=== Vorliegender Text ===
Ab 2. März erkunden Historiker die Archive des Vatikan, um Aufschluss über die Amtszeit von Papst Pius XII. zu erhalten. Dieses Ereignis komme einem wissenschaftlichen „Eldorado“ gleich, meinte der Münsteraner Kirchenhistoriker Hubert Wolf in der „Süddeutschen Zeitung“. Die ersten Forscher – insgesamt rund siebzig aus aller Welt – möchten Licht in die Rolle jenes Papstes bringen, in dessen Pontifikat die tragischen und erschütternden Ereignisse des Holocaust und des Zweiten Weltkriegs fielen. Was wusste die Kurie wann von der Ermordung der Juden, und wie hat sie reagiert? Das seien zentrale Fragestellungen. „Die ganze Welt hofft hier auf Antworten. Warum schrieb Pius XII. deutschen Bischöfen 1942, wo er schreien müsse, sei er zum Schweigen verpflichtet? Was hat er damit genau gemeint?“
Wolf will, auch in Zusammenarbeit mit jüdischen Wissenschaftlern, etwa zwei Jahre lang mit einem Team „Probebohrungen vornehmen“. Das sogenannte Apostolische Vatikanische Archiv, früher päpstliches Geheimarchiv genannt, enthalte mehr als 200000 Akteneinheiten mit bis zu tausend Blättern. Darin inbegriffen sind Texte und Notizen aus der Kurie und den Nuntiaturen. Hinzu kämen beipielsweise der Privatnachlass von Pius XII. sowie die Archive der Glaubenskongregation und des Staatssekretariats.
=== Gegebene Informationen ===
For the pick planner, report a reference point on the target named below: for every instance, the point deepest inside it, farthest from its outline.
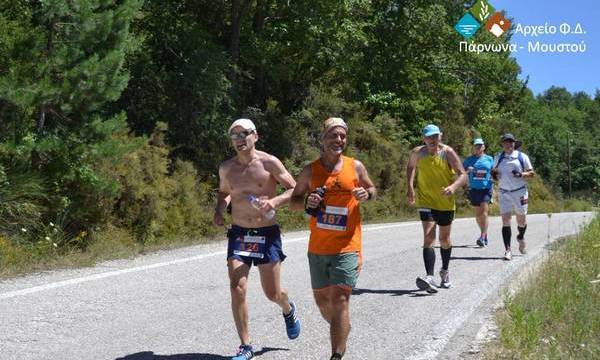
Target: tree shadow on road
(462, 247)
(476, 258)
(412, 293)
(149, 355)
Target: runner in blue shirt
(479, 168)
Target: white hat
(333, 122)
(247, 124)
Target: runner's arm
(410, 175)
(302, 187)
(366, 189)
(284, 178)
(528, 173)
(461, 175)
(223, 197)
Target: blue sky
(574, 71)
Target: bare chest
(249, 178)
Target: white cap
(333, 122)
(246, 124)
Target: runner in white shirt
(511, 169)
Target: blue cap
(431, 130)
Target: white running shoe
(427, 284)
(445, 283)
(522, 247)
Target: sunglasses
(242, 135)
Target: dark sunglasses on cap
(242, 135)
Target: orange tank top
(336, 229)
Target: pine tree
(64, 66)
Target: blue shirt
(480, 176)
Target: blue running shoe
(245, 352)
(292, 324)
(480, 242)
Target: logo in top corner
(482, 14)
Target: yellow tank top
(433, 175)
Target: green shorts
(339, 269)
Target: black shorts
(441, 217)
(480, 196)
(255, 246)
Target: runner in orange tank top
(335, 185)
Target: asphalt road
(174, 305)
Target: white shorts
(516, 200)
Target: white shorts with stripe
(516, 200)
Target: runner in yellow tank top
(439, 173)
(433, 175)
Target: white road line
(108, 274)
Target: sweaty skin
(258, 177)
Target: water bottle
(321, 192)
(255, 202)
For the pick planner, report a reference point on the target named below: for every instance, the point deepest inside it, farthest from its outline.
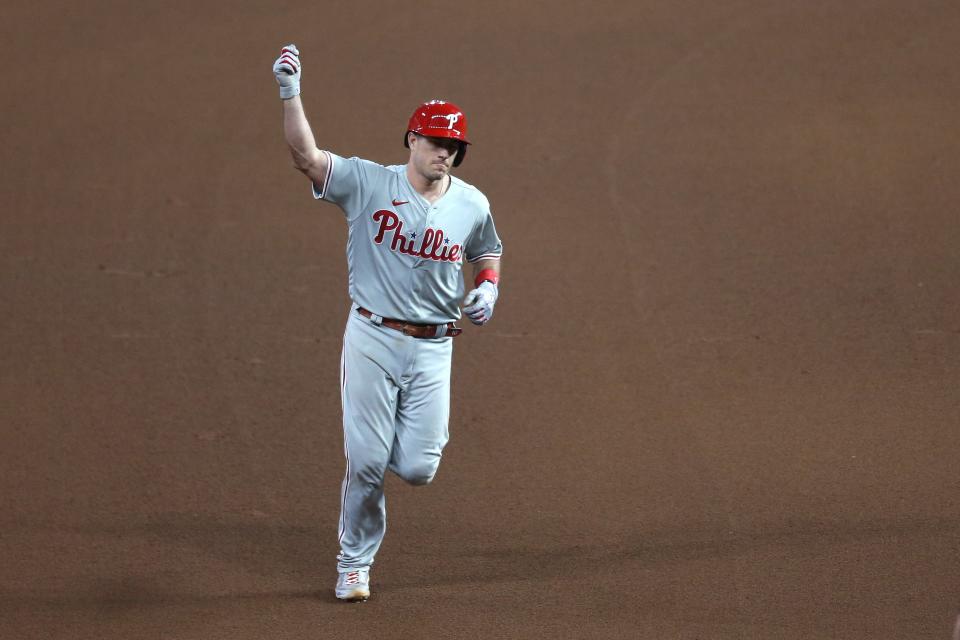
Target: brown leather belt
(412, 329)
===
=== Gegebene Informationen ===
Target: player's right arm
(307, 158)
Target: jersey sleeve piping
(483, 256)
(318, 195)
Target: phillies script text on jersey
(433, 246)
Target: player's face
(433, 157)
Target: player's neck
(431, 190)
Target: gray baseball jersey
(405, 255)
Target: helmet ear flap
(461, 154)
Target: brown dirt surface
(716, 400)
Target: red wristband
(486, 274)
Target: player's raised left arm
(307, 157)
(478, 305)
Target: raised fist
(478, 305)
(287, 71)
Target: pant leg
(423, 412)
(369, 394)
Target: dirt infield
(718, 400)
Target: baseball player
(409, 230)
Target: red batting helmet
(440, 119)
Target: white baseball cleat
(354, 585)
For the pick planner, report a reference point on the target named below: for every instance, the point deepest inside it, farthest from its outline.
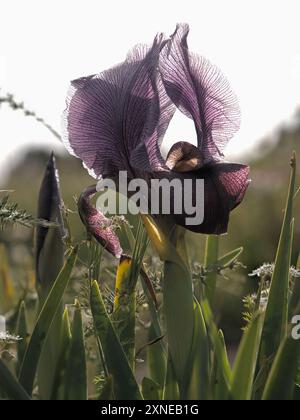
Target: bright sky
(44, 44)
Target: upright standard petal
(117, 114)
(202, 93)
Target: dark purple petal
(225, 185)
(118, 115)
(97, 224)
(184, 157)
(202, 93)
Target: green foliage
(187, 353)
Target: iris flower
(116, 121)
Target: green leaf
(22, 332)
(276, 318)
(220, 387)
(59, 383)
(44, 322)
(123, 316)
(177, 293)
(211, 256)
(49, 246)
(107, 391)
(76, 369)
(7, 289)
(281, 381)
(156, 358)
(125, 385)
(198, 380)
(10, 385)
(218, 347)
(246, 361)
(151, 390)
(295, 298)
===
Aufgabenstellung:
Beantworten Sie anhand des Textes über die Vatikan-Archive:
(a) Ab welchem Datum erkunden Historiker die Archive des Vatikan?
(b) Wie lange will Wolf mit einem Team „Probebohrungen vornehmen“?
(c) Unter welchem Namen war das Apostolische Vatikanische Archiv früher bekannt?
Die Einträge sind für die Bearbeitung nicht erforderlich.

Ergebnis der Übung:
(a) Ab 2. März.
(b) Etwa zwei Jahre lang.
(c) Päpstliches Geheimarchiv.